Starting at the line with "Spot the coiled" and stopping at the final line, retype the data below exactly; do not carry over any pictures.

:::

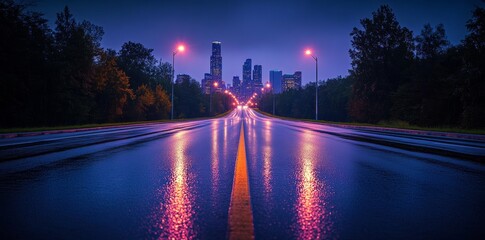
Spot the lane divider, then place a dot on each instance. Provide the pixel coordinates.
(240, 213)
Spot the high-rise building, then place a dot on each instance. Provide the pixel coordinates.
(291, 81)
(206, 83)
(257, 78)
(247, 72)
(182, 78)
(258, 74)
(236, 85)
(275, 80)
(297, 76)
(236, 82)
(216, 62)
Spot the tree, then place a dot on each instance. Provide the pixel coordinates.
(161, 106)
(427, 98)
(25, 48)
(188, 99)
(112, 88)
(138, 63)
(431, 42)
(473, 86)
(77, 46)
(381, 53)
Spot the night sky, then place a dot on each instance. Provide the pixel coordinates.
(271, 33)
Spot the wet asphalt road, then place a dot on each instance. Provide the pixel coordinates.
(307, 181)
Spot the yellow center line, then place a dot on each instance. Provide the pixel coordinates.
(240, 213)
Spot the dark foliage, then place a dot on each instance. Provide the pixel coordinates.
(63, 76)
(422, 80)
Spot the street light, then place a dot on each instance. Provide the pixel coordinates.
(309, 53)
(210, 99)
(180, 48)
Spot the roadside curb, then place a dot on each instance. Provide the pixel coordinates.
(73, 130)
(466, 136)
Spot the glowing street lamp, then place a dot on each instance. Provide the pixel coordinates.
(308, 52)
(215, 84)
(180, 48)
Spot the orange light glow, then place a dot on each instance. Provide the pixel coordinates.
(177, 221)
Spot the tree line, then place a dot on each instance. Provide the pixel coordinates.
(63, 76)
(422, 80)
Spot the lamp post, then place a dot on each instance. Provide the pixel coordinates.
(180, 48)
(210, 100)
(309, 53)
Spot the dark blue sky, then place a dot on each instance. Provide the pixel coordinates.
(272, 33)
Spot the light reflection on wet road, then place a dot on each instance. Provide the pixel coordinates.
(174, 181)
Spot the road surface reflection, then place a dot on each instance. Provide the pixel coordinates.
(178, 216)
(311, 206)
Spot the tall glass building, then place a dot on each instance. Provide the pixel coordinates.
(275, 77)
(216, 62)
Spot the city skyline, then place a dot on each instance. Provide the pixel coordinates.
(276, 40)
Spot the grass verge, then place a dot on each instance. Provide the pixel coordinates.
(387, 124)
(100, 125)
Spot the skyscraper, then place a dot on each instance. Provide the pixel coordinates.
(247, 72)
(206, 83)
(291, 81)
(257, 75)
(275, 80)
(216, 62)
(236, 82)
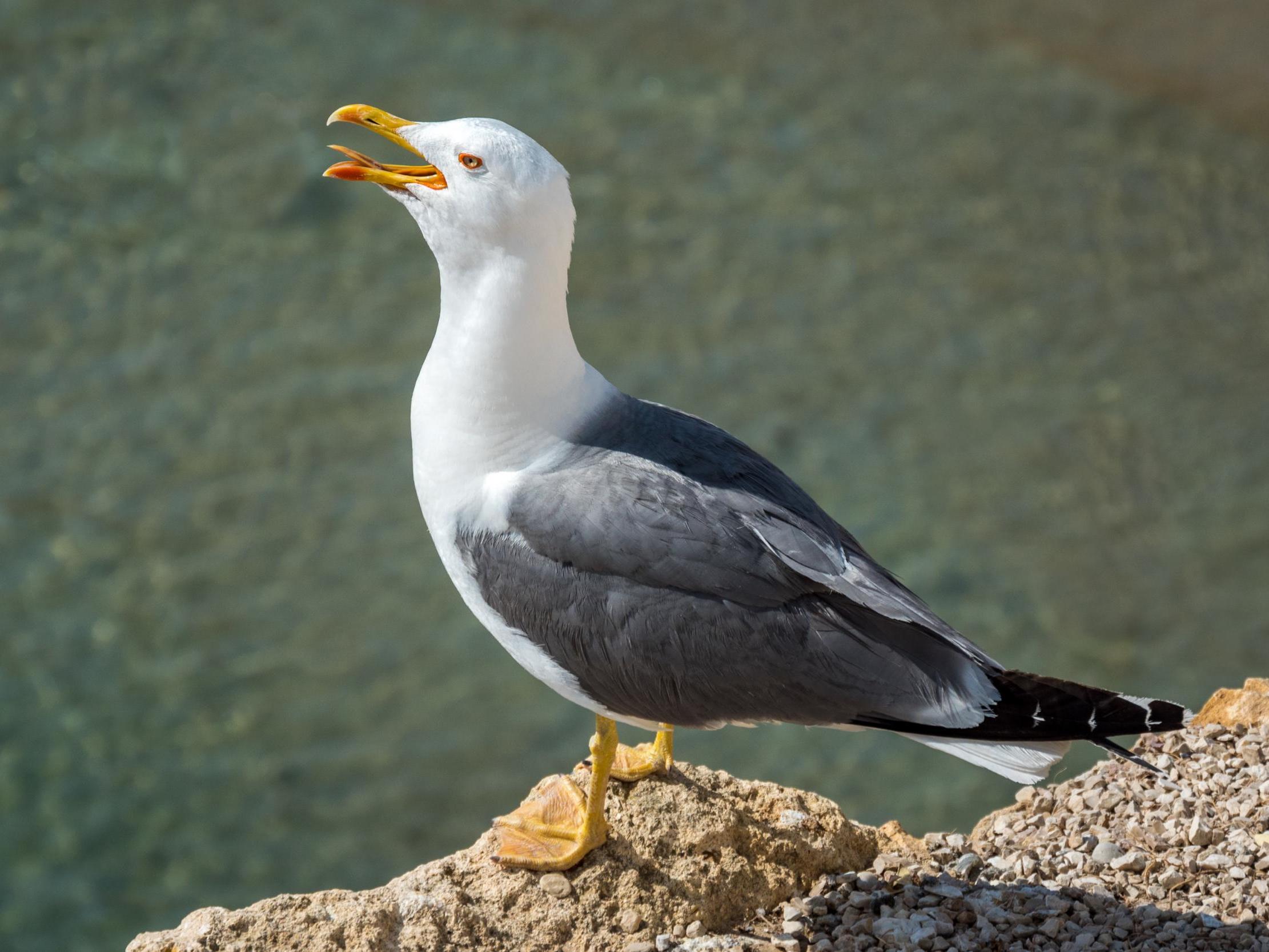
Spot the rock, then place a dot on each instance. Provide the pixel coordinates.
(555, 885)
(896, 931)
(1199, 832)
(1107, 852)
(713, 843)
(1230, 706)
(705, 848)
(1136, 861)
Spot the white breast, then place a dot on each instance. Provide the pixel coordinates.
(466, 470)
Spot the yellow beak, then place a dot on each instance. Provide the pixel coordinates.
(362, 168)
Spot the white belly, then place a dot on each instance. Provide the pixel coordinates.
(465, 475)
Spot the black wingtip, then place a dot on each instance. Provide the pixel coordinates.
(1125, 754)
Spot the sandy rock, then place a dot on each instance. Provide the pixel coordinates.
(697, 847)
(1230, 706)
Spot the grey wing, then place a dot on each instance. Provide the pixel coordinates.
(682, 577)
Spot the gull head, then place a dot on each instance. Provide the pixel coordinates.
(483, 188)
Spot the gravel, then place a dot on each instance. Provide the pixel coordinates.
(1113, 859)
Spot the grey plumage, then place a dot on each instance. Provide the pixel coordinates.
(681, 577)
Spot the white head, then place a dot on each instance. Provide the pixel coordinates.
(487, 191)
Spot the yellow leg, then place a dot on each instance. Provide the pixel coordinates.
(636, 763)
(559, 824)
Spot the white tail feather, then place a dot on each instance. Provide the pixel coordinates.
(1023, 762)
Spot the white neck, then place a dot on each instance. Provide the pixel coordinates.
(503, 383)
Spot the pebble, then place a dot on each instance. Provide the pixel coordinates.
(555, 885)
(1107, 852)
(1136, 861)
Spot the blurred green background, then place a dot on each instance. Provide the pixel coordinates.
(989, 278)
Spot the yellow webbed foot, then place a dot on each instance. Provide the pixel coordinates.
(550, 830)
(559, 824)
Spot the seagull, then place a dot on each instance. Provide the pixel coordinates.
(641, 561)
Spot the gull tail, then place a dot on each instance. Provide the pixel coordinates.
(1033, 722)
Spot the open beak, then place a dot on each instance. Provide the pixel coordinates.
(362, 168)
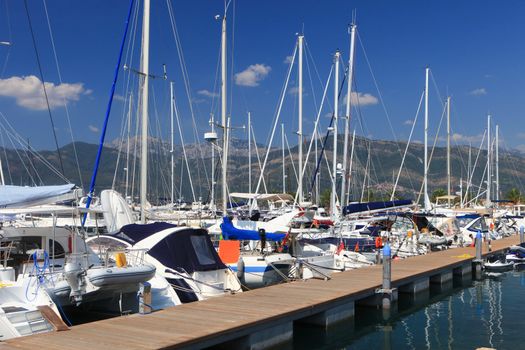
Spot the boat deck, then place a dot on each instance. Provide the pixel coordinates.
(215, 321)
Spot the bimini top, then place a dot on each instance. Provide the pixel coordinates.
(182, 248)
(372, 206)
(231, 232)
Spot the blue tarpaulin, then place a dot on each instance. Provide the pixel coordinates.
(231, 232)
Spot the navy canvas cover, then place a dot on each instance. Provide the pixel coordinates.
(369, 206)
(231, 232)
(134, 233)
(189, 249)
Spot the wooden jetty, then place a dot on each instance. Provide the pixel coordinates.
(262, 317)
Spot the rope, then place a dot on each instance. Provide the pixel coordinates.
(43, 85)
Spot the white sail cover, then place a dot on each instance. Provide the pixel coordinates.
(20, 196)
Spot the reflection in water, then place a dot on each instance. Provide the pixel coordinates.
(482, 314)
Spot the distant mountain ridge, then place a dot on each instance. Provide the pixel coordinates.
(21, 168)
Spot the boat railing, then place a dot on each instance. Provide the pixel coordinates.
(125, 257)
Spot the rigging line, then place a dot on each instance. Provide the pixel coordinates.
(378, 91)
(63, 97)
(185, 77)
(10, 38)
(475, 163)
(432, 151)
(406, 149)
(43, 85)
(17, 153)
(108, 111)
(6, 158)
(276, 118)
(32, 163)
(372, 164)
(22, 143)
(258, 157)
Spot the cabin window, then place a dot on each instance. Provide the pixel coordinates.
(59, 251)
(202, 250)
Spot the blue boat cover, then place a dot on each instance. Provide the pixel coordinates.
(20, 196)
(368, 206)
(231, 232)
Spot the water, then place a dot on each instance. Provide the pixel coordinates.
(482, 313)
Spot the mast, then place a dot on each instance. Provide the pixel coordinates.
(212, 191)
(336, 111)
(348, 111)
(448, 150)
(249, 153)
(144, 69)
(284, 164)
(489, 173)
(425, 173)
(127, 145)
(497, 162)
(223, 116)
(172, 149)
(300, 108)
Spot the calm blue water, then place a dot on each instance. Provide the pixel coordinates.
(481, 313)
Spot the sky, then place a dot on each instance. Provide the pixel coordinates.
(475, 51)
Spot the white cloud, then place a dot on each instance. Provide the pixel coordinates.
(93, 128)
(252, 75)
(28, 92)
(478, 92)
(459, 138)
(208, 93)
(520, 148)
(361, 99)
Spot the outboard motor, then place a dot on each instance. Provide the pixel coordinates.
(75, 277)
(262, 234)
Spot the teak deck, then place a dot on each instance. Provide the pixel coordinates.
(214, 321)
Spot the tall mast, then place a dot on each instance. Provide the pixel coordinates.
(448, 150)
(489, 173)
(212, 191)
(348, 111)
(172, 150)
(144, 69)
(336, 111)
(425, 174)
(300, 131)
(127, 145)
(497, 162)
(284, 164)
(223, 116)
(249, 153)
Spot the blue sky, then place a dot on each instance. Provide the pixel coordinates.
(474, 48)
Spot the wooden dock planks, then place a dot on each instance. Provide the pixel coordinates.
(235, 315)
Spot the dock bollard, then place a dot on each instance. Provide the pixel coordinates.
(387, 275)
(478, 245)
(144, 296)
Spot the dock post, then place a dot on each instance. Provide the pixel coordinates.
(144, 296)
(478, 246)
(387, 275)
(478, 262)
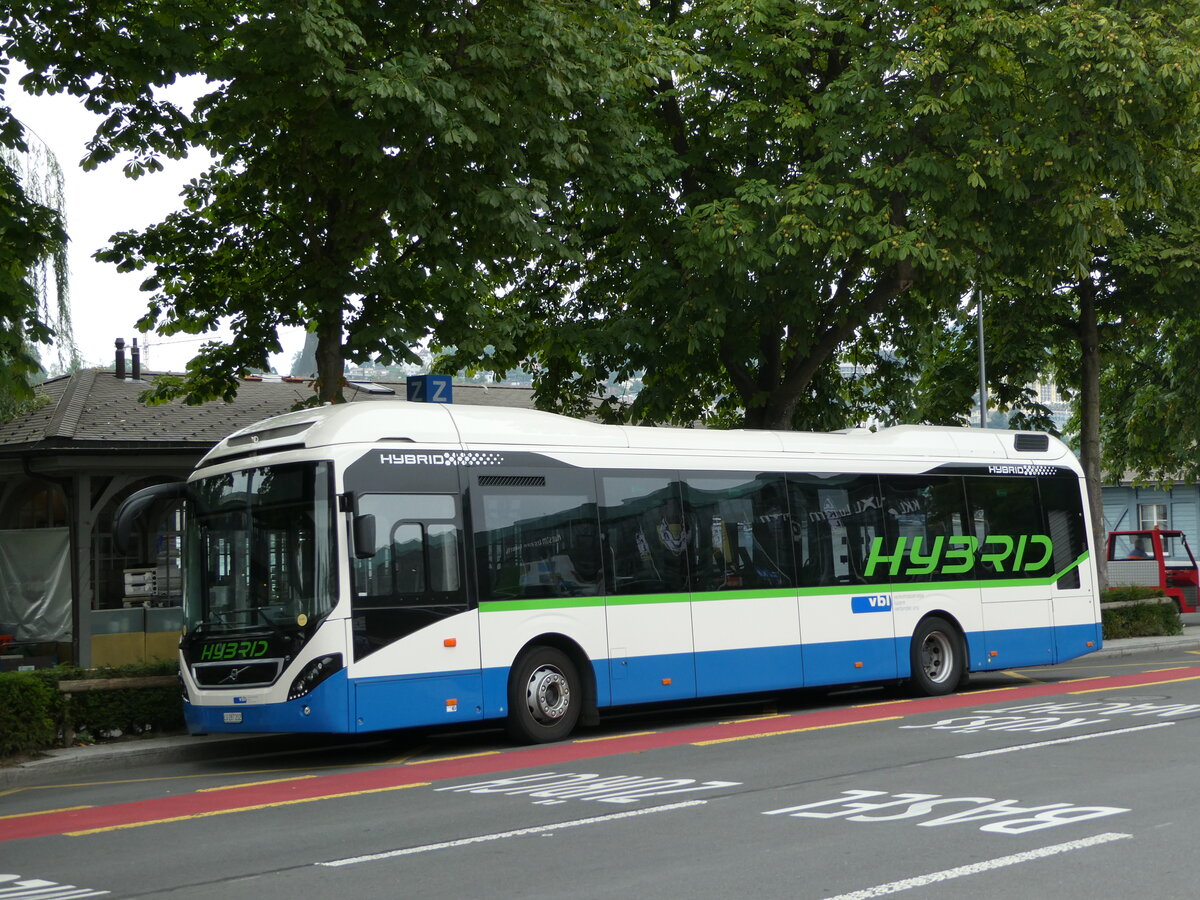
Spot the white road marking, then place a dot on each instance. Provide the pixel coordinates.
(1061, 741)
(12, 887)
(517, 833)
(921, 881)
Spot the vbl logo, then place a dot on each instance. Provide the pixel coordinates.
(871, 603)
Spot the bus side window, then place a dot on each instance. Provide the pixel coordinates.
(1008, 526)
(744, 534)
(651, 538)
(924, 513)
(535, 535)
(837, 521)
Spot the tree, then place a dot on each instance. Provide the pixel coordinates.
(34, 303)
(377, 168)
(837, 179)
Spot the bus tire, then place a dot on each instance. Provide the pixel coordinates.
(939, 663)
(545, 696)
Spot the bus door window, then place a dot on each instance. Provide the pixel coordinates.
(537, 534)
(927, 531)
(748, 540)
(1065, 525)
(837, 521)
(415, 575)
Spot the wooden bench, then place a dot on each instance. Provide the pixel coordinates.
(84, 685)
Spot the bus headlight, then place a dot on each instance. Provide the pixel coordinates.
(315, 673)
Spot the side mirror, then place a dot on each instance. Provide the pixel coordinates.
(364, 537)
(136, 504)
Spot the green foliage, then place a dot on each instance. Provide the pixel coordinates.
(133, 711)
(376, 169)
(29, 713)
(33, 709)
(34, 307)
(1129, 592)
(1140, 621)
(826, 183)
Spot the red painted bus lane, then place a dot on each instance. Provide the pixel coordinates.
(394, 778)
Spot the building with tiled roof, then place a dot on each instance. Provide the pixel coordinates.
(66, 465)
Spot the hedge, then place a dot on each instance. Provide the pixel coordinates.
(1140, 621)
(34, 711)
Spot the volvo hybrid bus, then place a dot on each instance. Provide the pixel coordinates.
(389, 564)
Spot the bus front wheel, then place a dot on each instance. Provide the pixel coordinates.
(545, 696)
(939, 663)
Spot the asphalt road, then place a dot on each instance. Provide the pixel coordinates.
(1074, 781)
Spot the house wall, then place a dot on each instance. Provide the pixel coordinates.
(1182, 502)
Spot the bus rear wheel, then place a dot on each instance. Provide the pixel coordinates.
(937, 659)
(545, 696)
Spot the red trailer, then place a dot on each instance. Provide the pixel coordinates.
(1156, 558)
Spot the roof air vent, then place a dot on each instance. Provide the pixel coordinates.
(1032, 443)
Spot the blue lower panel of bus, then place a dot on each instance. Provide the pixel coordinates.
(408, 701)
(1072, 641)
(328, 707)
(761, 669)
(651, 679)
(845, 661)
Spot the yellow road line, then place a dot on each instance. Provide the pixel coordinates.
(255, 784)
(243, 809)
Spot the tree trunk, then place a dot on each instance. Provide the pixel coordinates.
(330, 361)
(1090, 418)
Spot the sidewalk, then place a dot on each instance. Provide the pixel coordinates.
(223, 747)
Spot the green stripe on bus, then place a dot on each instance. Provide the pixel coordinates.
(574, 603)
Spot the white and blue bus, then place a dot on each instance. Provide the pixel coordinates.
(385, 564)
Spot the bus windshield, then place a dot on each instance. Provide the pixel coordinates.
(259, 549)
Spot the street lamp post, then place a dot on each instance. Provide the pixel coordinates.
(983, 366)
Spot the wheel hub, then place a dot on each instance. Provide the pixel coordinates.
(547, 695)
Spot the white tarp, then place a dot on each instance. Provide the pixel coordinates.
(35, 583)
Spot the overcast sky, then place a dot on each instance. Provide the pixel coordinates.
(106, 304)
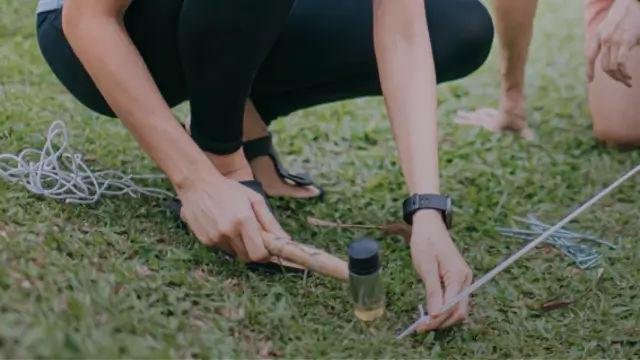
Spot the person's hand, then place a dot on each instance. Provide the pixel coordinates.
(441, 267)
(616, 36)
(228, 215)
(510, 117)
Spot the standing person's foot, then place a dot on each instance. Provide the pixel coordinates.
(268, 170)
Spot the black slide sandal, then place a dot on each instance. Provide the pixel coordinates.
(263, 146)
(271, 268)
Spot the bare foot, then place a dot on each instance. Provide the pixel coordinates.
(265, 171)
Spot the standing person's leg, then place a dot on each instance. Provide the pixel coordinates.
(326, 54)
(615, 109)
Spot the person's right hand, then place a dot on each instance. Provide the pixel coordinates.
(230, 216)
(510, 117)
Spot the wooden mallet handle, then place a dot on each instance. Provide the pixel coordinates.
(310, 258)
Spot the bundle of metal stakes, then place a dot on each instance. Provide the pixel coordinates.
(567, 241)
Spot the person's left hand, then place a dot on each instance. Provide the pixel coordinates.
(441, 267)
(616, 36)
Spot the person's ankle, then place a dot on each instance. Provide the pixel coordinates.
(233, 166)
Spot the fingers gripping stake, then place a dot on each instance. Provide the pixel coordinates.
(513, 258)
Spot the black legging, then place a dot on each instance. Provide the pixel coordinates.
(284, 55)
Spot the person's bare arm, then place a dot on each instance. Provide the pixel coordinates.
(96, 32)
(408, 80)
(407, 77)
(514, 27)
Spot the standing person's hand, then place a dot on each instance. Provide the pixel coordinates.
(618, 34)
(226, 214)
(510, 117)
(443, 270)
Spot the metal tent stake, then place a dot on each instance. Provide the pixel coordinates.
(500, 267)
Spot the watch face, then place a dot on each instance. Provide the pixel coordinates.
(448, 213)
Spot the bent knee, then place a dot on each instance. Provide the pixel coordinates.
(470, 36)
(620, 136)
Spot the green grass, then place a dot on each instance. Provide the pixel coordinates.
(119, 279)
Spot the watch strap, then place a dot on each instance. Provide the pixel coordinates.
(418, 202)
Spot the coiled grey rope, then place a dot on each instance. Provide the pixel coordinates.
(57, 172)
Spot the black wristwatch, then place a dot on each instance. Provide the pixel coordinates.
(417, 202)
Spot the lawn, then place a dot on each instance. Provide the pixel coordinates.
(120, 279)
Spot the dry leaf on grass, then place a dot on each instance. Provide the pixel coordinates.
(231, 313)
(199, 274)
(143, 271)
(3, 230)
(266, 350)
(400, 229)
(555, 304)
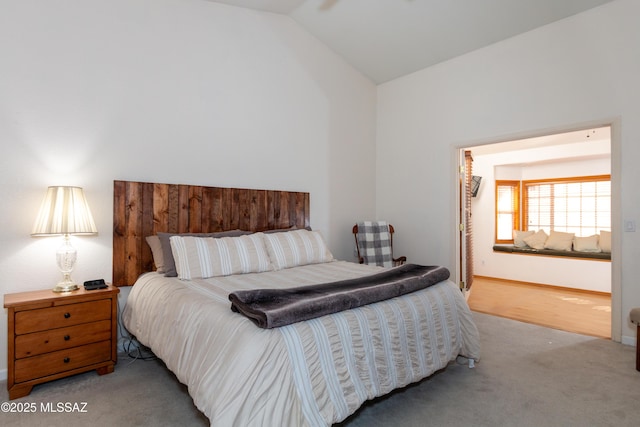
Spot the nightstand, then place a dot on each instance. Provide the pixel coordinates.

:::

_Correct output_
Spot the coiled grey rope, then place a dot on each instance. Provide the pixel coordinates.
(57, 172)
Spot the black wristwatch, then place a dot on each instance. Provide the pixel coordinates.
(417, 202)
Spot the lawn, then place a dot on each instance. Provide the pixel coordinates.
(120, 279)
Spot the dry leaf on grass, then place a dot on each instance. Provide the pixel coordinates.
(231, 313)
(199, 274)
(143, 271)
(3, 230)
(266, 350)
(400, 229)
(555, 304)
Spot the nightstand, then place a dot on each instance. Provide the pixel coordinates.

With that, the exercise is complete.